**Requirement:** The records should be repeated word for word, pictures excluded.

**Extracted material:**
---+---

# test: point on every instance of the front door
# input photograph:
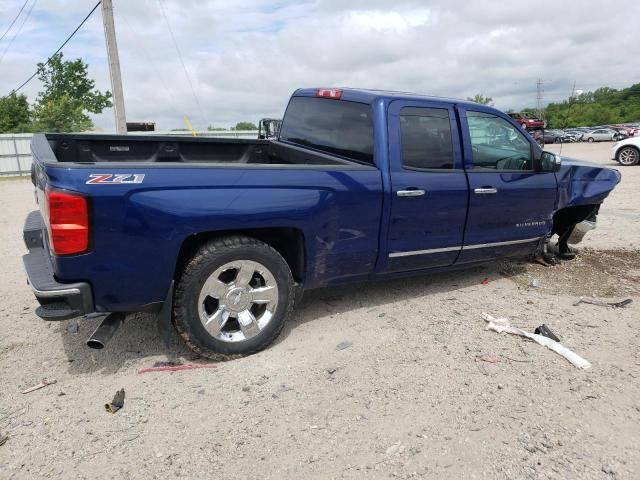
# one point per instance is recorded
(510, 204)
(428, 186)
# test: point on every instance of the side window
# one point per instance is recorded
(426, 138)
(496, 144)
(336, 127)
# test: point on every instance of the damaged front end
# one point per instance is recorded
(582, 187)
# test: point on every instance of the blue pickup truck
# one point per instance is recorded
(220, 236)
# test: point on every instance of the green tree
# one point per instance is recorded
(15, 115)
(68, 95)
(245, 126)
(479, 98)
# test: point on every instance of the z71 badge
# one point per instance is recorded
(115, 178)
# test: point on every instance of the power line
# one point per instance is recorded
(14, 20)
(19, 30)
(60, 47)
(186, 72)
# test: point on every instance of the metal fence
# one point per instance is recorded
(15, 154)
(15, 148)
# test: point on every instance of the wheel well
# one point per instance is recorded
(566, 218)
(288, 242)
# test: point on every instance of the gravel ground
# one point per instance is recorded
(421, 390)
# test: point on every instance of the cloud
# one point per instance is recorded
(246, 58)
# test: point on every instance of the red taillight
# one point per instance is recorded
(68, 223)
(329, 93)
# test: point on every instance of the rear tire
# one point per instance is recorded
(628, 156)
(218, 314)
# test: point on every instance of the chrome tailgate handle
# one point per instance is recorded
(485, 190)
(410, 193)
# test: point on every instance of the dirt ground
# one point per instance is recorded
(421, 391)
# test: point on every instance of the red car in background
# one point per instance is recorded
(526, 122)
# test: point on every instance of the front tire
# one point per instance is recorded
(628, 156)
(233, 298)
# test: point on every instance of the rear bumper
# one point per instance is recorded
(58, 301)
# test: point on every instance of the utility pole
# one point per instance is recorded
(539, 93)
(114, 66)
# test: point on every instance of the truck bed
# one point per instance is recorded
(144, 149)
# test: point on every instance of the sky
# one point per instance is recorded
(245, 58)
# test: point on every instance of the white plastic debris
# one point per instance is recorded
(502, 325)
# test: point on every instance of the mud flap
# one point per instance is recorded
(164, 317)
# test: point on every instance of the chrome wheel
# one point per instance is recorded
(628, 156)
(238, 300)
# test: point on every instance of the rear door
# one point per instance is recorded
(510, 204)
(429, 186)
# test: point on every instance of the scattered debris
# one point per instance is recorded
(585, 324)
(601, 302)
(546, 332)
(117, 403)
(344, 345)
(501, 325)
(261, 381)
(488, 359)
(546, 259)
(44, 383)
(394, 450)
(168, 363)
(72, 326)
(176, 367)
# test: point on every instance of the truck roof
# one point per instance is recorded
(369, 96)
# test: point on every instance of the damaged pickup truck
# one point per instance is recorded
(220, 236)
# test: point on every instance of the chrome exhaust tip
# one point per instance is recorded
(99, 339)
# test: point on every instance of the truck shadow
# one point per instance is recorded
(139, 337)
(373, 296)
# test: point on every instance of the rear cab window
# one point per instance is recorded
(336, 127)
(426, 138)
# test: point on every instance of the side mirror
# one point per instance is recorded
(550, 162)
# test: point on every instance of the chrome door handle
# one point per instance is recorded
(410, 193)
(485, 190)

---+---

**Solution for this exercise:**
# test: point on every instance of the front door
# input photograph:
# one point per instance is recorded
(510, 204)
(428, 186)
# test: point on every instance of the side window
# one point per instance is recorded
(426, 138)
(496, 144)
(336, 127)
# test: point on every instance of the damaged front end
# one point per instance is recorded
(582, 187)
# test: point on every instance of the blue pickup truck
# one point per instance is recorded
(220, 236)
# test: point on every instance of the green tree
# one point per instance is recorded
(15, 115)
(68, 95)
(245, 126)
(479, 98)
# test: point on every instance of the z71 badge
# one point per instance is recorded
(115, 178)
# test: point on every instance of the power line
# one point per instance is recorded
(14, 20)
(19, 30)
(60, 47)
(186, 72)
# test: point on every instance of the metal fence
# one point per instance is recorded
(15, 154)
(15, 148)
# test: point on every instance of the wheel well
# one point per instance is recorded
(566, 218)
(288, 242)
# test: point on every instance of the gravel ground
# one point per instance is recorded
(421, 390)
# test: point on every instance of the cloud
# one point per instance is recorded
(246, 58)
# test: point on every instance of the red taillight
# one point per instance is recorded
(68, 223)
(329, 93)
# test: point on every instance of the rear tire
# one point per instance is recorded
(628, 156)
(218, 314)
# test: point on every instance of the chrome tailgate handle
# one point per instance is recorded
(485, 190)
(410, 193)
# test: point on every instance of the dirt ground
# one point per instance is recorded
(421, 391)
# test: point on every instance of the red car in background
# one point per instance is recorded
(526, 122)
# test: point on every instance of the front tire
# one point per instance is recorded
(628, 156)
(233, 298)
# test: point on every instance of the rear bumper
# one point per instance is recorded
(58, 301)
# test: point on every instance of the utility pole
# one point per instance is recorded
(539, 93)
(114, 66)
# test: point on every instance of the truck bed
# one point per instance is recorded
(144, 149)
# test: point on every instance of the sky
# one point per instance is recorded
(245, 58)
# test: point on every instance of the white plastic debris
# one point per instance is recorded
(502, 325)
# test: point on every instance of the mud flap
# one point per instance is recorded
(164, 317)
# test: point on every instance of the chrome wheel
# one point per instance is recorded
(628, 156)
(238, 300)
# test: point on every instance of the rear door
# one point per instance is recorded
(510, 204)
(429, 186)
# test: point on every instance of the scattered debris
# one point per instance is recorded
(585, 324)
(601, 302)
(546, 332)
(117, 403)
(344, 345)
(501, 325)
(261, 381)
(488, 359)
(546, 259)
(44, 383)
(394, 450)
(168, 363)
(72, 326)
(176, 367)
# test: point on every instance of the truck roof
# one point per instance is recorded
(369, 96)
# test: point on every instance of the damaged pickup truck
# one point per instance is recorded
(220, 236)
# test: point on every instance of the chrome exhaust tip
# one point per instance is recorded
(99, 339)
# test: point on every instance of the truck shadow
# one point per instance is recorded
(139, 337)
(373, 296)
# test: point on every instance of the rear cab window
# one point per instance is recorded
(336, 127)
(426, 138)
# test: point on every instance of the side mirror
# one point per instance is recorded
(550, 162)
# test: point on every instance of the chrome door handle
# one point per instance is recorded
(410, 193)
(485, 190)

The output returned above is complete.